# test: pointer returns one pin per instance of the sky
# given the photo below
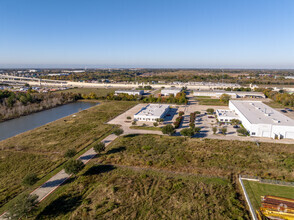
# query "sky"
(147, 33)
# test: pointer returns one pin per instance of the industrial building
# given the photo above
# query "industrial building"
(263, 121)
(233, 94)
(171, 91)
(129, 92)
(226, 115)
(151, 112)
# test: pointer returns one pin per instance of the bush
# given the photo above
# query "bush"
(168, 129)
(98, 148)
(243, 131)
(22, 207)
(70, 153)
(214, 129)
(30, 179)
(210, 111)
(73, 166)
(188, 132)
(223, 130)
(118, 131)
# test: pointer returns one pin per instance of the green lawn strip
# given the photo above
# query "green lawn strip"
(104, 191)
(208, 101)
(256, 189)
(146, 128)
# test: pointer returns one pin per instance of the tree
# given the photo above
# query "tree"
(235, 122)
(22, 207)
(214, 129)
(243, 131)
(98, 148)
(168, 129)
(73, 166)
(118, 131)
(188, 132)
(197, 130)
(70, 153)
(30, 179)
(192, 125)
(210, 111)
(225, 98)
(223, 130)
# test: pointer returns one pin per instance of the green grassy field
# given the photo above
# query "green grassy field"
(255, 190)
(98, 91)
(209, 101)
(109, 192)
(146, 128)
(206, 156)
(41, 150)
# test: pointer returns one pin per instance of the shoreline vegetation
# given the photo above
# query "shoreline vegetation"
(16, 104)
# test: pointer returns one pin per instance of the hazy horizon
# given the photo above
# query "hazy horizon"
(147, 34)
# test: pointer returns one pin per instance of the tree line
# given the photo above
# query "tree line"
(15, 104)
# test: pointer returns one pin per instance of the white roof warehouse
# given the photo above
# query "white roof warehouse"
(263, 121)
(151, 112)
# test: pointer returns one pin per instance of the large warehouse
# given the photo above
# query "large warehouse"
(129, 92)
(151, 112)
(263, 121)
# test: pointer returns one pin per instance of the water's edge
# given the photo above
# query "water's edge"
(25, 123)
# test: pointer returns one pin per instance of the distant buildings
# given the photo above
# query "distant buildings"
(233, 94)
(171, 91)
(152, 112)
(129, 92)
(263, 121)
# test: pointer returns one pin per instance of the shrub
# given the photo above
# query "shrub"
(118, 131)
(70, 153)
(22, 207)
(30, 179)
(188, 132)
(214, 129)
(210, 111)
(168, 129)
(223, 130)
(73, 166)
(99, 147)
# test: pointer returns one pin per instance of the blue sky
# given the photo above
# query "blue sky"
(147, 33)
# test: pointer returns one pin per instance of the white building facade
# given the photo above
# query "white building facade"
(226, 115)
(151, 112)
(129, 92)
(263, 121)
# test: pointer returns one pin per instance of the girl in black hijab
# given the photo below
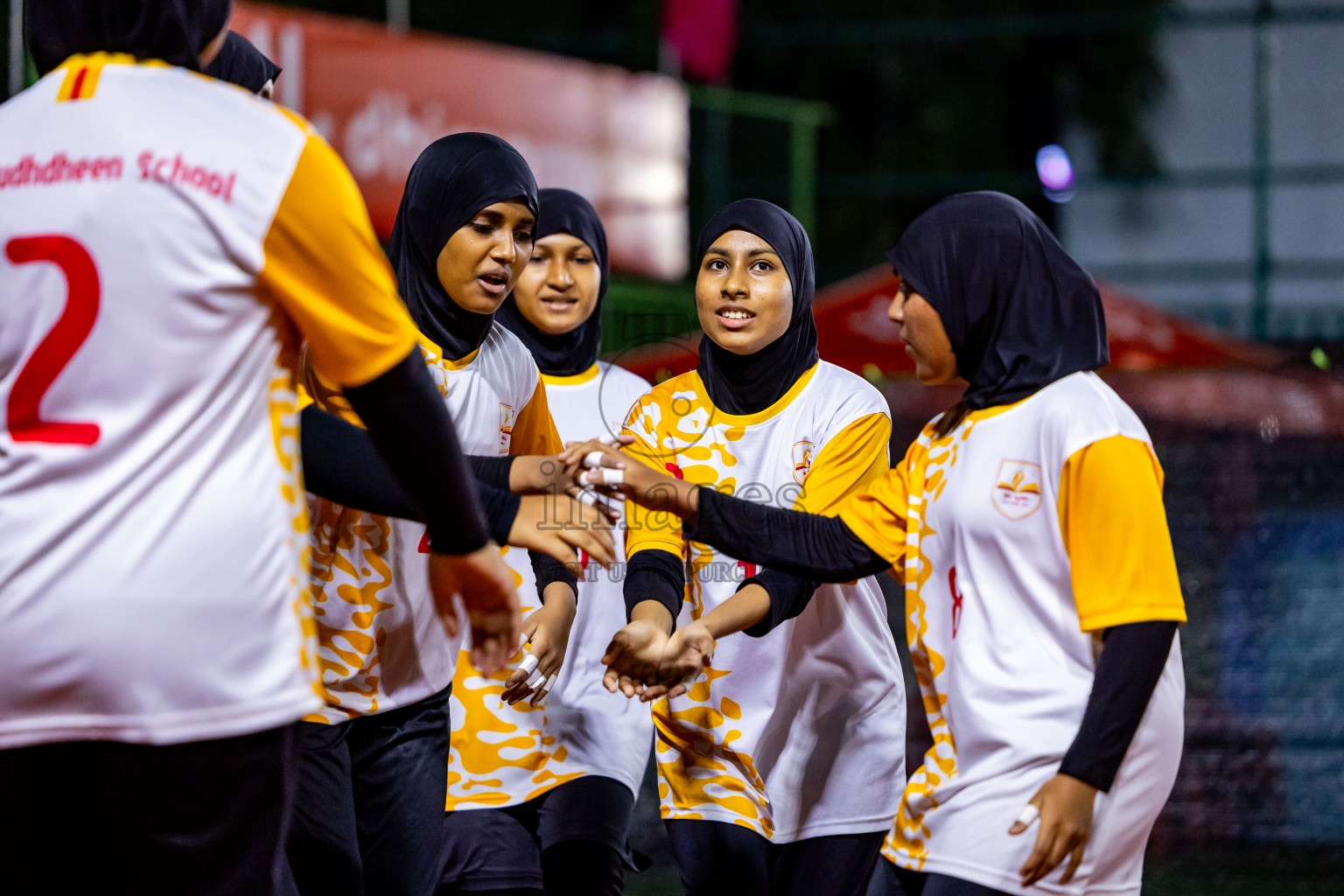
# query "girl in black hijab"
(1030, 514)
(564, 823)
(453, 180)
(463, 235)
(242, 63)
(574, 351)
(175, 32)
(766, 763)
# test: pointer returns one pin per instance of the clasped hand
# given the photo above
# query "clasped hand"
(644, 662)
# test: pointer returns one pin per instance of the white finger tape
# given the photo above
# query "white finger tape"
(1028, 816)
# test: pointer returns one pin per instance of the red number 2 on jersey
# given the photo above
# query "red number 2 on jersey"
(60, 346)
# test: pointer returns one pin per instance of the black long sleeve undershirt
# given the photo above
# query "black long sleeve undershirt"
(492, 471)
(414, 436)
(654, 575)
(1128, 670)
(341, 465)
(789, 595)
(819, 549)
(825, 550)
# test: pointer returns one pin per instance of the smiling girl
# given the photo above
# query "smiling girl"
(556, 816)
(779, 767)
(1042, 599)
(370, 808)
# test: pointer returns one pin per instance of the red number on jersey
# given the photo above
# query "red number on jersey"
(60, 346)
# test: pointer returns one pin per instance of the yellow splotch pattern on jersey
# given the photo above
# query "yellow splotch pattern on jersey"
(582, 728)
(494, 743)
(802, 732)
(1022, 535)
(381, 641)
(153, 560)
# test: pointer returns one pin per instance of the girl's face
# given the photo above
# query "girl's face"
(483, 258)
(742, 293)
(927, 341)
(558, 289)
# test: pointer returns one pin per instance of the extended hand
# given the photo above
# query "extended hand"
(489, 597)
(684, 654)
(1066, 808)
(632, 659)
(561, 526)
(547, 637)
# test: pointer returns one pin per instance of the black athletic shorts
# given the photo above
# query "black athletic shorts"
(508, 848)
(102, 817)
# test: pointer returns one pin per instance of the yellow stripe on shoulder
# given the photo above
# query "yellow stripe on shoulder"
(84, 70)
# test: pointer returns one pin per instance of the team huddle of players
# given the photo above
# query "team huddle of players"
(296, 592)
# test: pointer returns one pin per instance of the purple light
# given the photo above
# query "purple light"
(1055, 172)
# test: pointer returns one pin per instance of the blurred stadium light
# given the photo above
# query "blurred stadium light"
(15, 47)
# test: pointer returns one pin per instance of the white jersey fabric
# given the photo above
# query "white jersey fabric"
(1004, 668)
(381, 641)
(507, 755)
(150, 506)
(802, 732)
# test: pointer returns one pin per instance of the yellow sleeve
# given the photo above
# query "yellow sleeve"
(1115, 527)
(534, 430)
(315, 388)
(649, 529)
(878, 514)
(848, 462)
(327, 273)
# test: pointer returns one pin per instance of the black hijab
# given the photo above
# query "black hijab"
(750, 383)
(171, 30)
(453, 178)
(1019, 312)
(569, 354)
(242, 63)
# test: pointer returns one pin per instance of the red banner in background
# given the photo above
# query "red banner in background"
(614, 136)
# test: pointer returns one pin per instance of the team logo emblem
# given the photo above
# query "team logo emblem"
(506, 427)
(802, 453)
(1018, 489)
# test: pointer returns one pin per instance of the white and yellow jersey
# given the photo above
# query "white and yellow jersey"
(381, 641)
(506, 755)
(1016, 534)
(802, 732)
(163, 234)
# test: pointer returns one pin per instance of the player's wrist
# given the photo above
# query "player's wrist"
(654, 614)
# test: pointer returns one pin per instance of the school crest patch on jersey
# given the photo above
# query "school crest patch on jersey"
(802, 453)
(506, 427)
(1018, 489)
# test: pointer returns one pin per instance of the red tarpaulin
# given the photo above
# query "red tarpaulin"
(1167, 367)
(617, 137)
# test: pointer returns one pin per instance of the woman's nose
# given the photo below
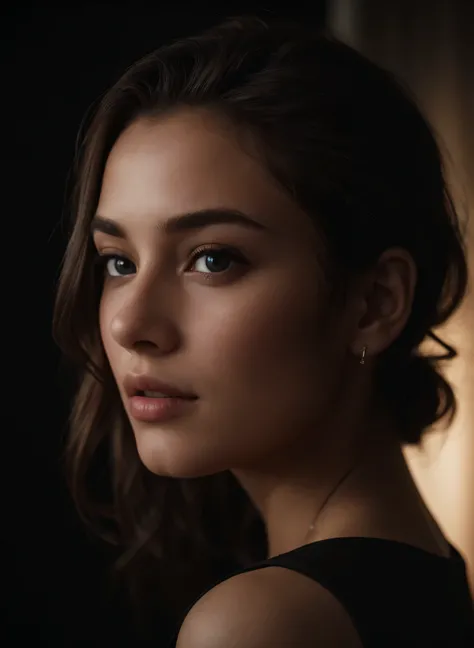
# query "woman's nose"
(145, 317)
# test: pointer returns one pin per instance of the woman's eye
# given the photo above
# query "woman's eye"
(206, 260)
(215, 260)
(116, 266)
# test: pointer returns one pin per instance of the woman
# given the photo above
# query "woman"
(262, 239)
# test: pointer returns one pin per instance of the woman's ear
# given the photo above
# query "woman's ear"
(384, 301)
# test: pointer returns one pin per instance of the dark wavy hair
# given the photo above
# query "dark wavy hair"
(346, 142)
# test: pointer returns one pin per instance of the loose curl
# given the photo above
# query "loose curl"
(352, 149)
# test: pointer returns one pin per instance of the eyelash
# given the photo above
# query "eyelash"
(234, 255)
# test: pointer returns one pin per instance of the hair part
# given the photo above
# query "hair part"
(340, 135)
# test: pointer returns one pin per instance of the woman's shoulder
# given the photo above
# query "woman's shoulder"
(268, 607)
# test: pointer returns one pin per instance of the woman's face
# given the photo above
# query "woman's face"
(245, 328)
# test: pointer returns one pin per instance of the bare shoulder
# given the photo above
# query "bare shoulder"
(270, 607)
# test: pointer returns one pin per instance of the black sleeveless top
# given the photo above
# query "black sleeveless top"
(396, 594)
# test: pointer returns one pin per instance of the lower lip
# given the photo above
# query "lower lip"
(157, 410)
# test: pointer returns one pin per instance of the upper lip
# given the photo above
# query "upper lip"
(135, 383)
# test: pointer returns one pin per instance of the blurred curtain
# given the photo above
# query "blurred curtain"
(430, 46)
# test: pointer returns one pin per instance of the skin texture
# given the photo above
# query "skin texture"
(283, 400)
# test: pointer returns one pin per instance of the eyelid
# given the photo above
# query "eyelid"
(102, 258)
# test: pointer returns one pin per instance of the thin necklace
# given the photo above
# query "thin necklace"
(331, 493)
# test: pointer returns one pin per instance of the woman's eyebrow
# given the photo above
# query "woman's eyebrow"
(182, 222)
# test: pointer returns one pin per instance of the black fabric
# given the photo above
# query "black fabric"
(396, 594)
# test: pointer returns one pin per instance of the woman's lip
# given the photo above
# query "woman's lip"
(158, 410)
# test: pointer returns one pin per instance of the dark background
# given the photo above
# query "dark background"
(55, 62)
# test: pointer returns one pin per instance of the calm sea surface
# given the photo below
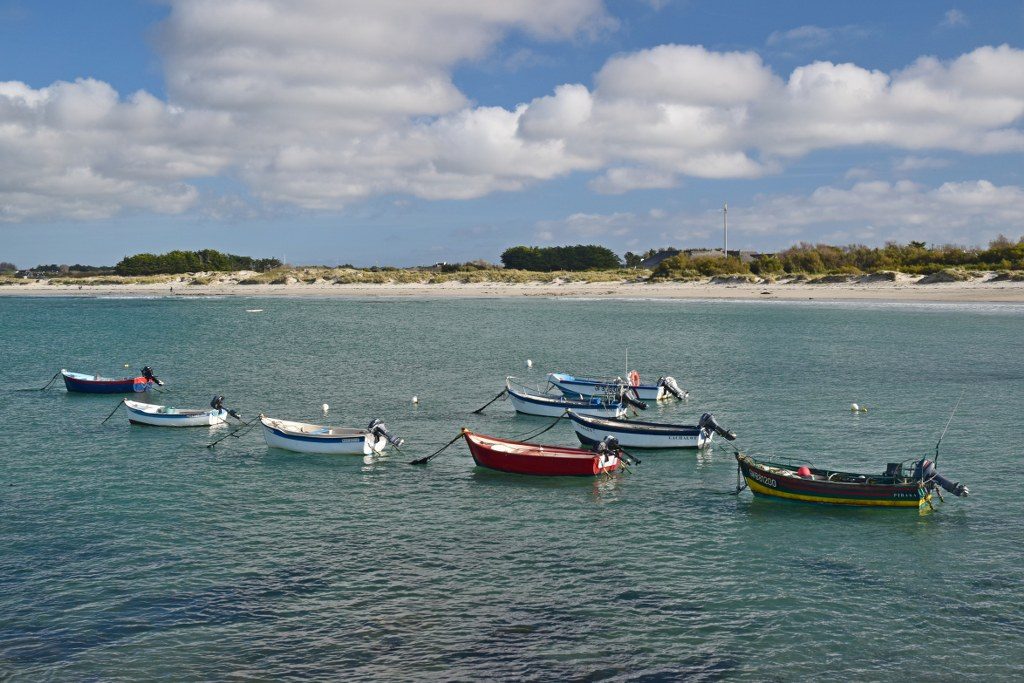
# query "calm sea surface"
(133, 552)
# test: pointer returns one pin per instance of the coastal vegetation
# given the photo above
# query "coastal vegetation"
(547, 259)
(808, 259)
(192, 261)
(581, 263)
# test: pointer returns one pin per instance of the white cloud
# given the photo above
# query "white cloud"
(316, 103)
(908, 164)
(953, 17)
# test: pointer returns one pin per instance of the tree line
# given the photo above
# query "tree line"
(177, 261)
(915, 257)
(546, 259)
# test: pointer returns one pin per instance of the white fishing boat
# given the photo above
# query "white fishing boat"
(648, 434)
(530, 401)
(163, 416)
(303, 437)
(574, 387)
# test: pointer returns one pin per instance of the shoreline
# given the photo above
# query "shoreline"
(905, 291)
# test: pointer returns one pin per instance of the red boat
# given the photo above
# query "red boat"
(519, 458)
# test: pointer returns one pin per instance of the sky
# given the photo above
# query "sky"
(401, 132)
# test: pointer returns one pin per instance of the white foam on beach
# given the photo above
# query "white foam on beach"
(996, 308)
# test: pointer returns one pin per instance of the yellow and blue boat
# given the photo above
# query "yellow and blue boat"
(909, 484)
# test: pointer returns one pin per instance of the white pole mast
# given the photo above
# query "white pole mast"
(725, 227)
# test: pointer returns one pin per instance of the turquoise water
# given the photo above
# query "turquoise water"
(134, 552)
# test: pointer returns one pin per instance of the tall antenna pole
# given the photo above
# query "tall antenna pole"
(725, 228)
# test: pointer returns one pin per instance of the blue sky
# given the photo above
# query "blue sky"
(404, 134)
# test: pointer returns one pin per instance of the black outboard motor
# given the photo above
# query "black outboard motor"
(218, 404)
(925, 470)
(378, 428)
(709, 422)
(608, 444)
(147, 374)
(672, 387)
(624, 395)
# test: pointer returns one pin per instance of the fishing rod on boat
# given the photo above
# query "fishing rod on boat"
(948, 422)
(500, 394)
(610, 443)
(624, 395)
(120, 403)
(147, 374)
(424, 461)
(52, 379)
(244, 425)
(217, 403)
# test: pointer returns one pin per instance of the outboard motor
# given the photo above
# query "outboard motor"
(709, 422)
(672, 387)
(147, 374)
(608, 444)
(218, 404)
(925, 470)
(624, 395)
(378, 428)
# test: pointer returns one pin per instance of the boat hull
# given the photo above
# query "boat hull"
(554, 407)
(640, 434)
(772, 480)
(147, 414)
(579, 386)
(80, 383)
(363, 443)
(518, 458)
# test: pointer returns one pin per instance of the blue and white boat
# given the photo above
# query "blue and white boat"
(574, 387)
(529, 401)
(303, 437)
(162, 416)
(647, 434)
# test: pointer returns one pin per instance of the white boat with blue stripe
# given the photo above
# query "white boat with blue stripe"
(530, 401)
(304, 437)
(163, 416)
(635, 434)
(576, 387)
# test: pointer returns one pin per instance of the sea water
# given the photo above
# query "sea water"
(133, 552)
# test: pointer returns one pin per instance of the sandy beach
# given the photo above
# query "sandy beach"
(903, 289)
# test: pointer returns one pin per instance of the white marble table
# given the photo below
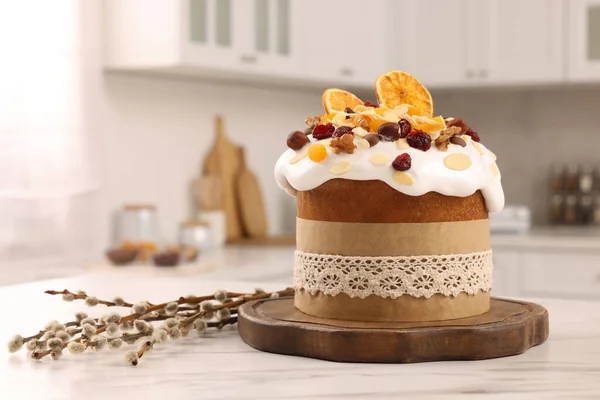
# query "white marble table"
(221, 366)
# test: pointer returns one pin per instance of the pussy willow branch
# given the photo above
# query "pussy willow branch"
(189, 310)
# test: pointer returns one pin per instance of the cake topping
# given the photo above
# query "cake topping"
(340, 168)
(389, 131)
(297, 140)
(444, 138)
(473, 135)
(344, 144)
(372, 139)
(360, 131)
(405, 127)
(419, 140)
(398, 87)
(457, 162)
(363, 144)
(355, 139)
(299, 156)
(403, 178)
(317, 152)
(337, 100)
(380, 159)
(402, 163)
(341, 131)
(458, 140)
(323, 131)
(402, 144)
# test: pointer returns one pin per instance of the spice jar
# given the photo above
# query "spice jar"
(570, 213)
(557, 179)
(572, 178)
(557, 209)
(586, 180)
(597, 210)
(586, 210)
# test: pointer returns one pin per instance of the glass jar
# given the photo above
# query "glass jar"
(137, 228)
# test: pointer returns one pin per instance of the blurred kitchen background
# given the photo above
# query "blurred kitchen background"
(108, 124)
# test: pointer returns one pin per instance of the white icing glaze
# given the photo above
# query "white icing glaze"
(428, 171)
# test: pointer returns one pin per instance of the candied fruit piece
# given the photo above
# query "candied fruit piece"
(405, 128)
(419, 140)
(317, 152)
(402, 163)
(342, 130)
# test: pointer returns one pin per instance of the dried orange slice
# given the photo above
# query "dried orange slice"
(336, 100)
(398, 87)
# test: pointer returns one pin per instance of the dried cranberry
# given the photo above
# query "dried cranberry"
(323, 131)
(342, 130)
(459, 122)
(402, 162)
(405, 128)
(297, 140)
(390, 131)
(419, 140)
(474, 135)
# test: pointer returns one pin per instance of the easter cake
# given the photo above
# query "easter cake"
(393, 203)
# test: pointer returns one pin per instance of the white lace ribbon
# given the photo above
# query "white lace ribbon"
(417, 276)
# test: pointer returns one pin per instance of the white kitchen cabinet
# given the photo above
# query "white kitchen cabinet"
(431, 40)
(222, 38)
(468, 42)
(573, 274)
(584, 40)
(520, 41)
(341, 40)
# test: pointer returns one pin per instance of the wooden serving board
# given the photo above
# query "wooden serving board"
(510, 327)
(250, 200)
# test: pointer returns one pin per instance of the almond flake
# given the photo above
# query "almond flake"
(360, 131)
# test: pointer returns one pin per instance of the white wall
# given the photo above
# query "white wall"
(150, 135)
(156, 132)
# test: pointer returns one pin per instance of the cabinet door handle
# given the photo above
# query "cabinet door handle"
(346, 72)
(247, 59)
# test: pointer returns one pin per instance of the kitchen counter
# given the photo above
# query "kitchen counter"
(222, 366)
(550, 238)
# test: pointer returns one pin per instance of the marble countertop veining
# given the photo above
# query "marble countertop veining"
(222, 366)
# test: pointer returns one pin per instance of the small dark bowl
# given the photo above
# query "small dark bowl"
(122, 256)
(166, 259)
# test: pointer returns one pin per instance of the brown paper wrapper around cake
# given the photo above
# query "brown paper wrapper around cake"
(369, 218)
(401, 239)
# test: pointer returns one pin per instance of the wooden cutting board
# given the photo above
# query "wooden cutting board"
(250, 201)
(223, 161)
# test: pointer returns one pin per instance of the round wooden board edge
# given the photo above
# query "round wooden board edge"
(378, 345)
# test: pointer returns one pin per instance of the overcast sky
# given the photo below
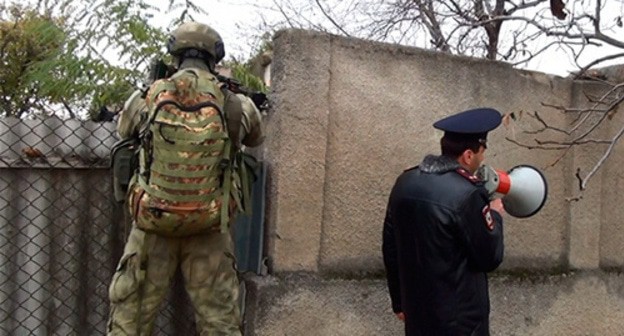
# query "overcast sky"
(238, 20)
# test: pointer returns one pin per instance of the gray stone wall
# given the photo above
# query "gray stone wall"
(350, 115)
--------------------------------
DIRECTIONS FOR THIS TASK:
Out of the data above, give again only the lines starting at the one holding "# test: pointer returns one pin per instance of the tall" and ending at the one holding "# test: pointer returns one pin per instance of the sea", unchanged.

EXERCISE ANSWER:
# test: pointer returns one pin per instance of the tall antenna pole
# given the photo above
# query "tall antenna pole"
(725, 228)
# test: pointer returns one pin per instance of the blue sky
# given the photo above
# query "blue sky"
(404, 134)
# test: pointer returns one pin per instance of the black outboard motor
# given the photo above
# query "black outboard motor"
(218, 404)
(925, 470)
(378, 428)
(709, 422)
(608, 444)
(147, 374)
(672, 387)
(624, 395)
# test: pointer returns one pin per instance of the fishing rod on boat
# given the photo above
# query "fishing rod on boat"
(948, 422)
(500, 394)
(610, 443)
(624, 395)
(120, 403)
(147, 374)
(424, 461)
(52, 379)
(244, 425)
(217, 403)
# test: pointer returns one pin per instance of the outboard motor
# given the photo above
# query "outboard motor"
(709, 422)
(672, 387)
(147, 374)
(608, 444)
(218, 404)
(925, 470)
(624, 395)
(378, 428)
# test: pointer returns one pin per instance of the boat hull
# given the photo above
# query "boat hull"
(554, 407)
(640, 434)
(772, 480)
(147, 414)
(579, 386)
(80, 383)
(363, 443)
(518, 458)
# test: pointer returns one pin per instance of the blue and white boat
# given the photo above
# query "blue and white boat"
(574, 387)
(529, 401)
(303, 437)
(162, 416)
(647, 434)
# test: pointer returns one pin per instance of the white boat with blue stripe
# given the photo above
# query "white boat with blue stripe"
(530, 401)
(304, 437)
(163, 416)
(635, 434)
(576, 387)
# test: pointer returns one pin per instance of the sea water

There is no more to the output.